### STATED TASK
Reproduce the material below with every occurrence of "planogram checker" changed to "shelf layout auditor", keeping all other text identical.
-.-.-
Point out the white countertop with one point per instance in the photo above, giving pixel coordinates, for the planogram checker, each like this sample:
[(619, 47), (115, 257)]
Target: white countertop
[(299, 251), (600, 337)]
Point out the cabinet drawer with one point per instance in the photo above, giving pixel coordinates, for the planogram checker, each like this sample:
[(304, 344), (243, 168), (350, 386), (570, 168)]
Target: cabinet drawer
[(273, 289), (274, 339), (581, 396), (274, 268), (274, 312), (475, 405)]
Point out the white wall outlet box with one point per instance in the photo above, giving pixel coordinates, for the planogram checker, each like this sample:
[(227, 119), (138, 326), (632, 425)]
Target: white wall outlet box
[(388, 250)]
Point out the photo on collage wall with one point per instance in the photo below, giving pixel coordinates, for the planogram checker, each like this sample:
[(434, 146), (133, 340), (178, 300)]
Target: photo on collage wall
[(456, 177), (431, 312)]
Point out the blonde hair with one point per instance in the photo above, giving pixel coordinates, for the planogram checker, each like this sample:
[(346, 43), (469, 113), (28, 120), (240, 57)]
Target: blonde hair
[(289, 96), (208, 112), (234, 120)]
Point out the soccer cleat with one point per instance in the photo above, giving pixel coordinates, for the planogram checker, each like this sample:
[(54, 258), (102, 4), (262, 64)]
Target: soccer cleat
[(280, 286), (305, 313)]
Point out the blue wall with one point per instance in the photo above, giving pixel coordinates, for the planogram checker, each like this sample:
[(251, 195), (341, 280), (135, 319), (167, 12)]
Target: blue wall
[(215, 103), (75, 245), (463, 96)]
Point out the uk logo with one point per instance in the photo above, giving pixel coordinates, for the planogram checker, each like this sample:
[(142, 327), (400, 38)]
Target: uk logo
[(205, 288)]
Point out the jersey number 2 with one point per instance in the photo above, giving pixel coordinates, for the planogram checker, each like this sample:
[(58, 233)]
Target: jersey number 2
-.-.-
### TASK ANSWER
Point out the white countertop with one point per instance in the photo above, giving pixel coordinates, for the shelf layout auditor, each like this sample:
[(619, 47), (115, 257)]
Target: white countertop
[(299, 251), (600, 337)]
Point out the cabinet drawer with one point per instance in the photo above, giving pixel coordinates, for the shelf layout auditor, each like this sample:
[(304, 344), (243, 168), (350, 386), (570, 168)]
Target: cabinet drawer
[(273, 289), (274, 339), (581, 396), (274, 268), (274, 312), (475, 405)]
Point out the white wall outlet box with one point per instance in the photo above, giving pixel coordinates, for the shelf layout auditor, each like this sample:
[(227, 119), (138, 326), (632, 425)]
Target: white wall outlet box
[(388, 250)]
Point out the photo on collage wall with one point per instance in the photo below, giving pixel coordinates, for the shelf layout auditor, each like this sample:
[(434, 146), (133, 340), (178, 300)]
Target: photo on collage wall
[(456, 177), (431, 312)]
Point out the blonde hair with one point per instance in the photo above, giving pixel coordinates, for the shelf layout auditor, each like this sample:
[(346, 43), (469, 113), (28, 120), (240, 57)]
Target: blonde hair
[(289, 96), (208, 112), (234, 120)]
Point out the soccer cleat with one point per instance in the photo above, giving pixel coordinates, for the shelf layout auditor, each like this sample:
[(54, 258), (102, 4), (262, 64)]
Target: soccer cleat
[(280, 286), (305, 313)]
Point out the blue wall with one point per instance in the photo above, giving pixel coordinates, for the shelf layout auditor, each like this sample:
[(251, 195), (341, 280), (135, 319), (167, 12)]
Target: blue wall
[(215, 103), (75, 245), (463, 96)]
Point out the uk logo with one point per instance in the photo above, giving pixel coordinates, for the shelf layout auditor, each like this sample:
[(142, 327), (400, 38)]
Target: uk logo
[(205, 288)]
Point out the jersey number 2 with one point per instance in the photo above, giving pixel coordinates, for the shelf layout auditor, each like this sample:
[(58, 233)]
Target: jersey number 2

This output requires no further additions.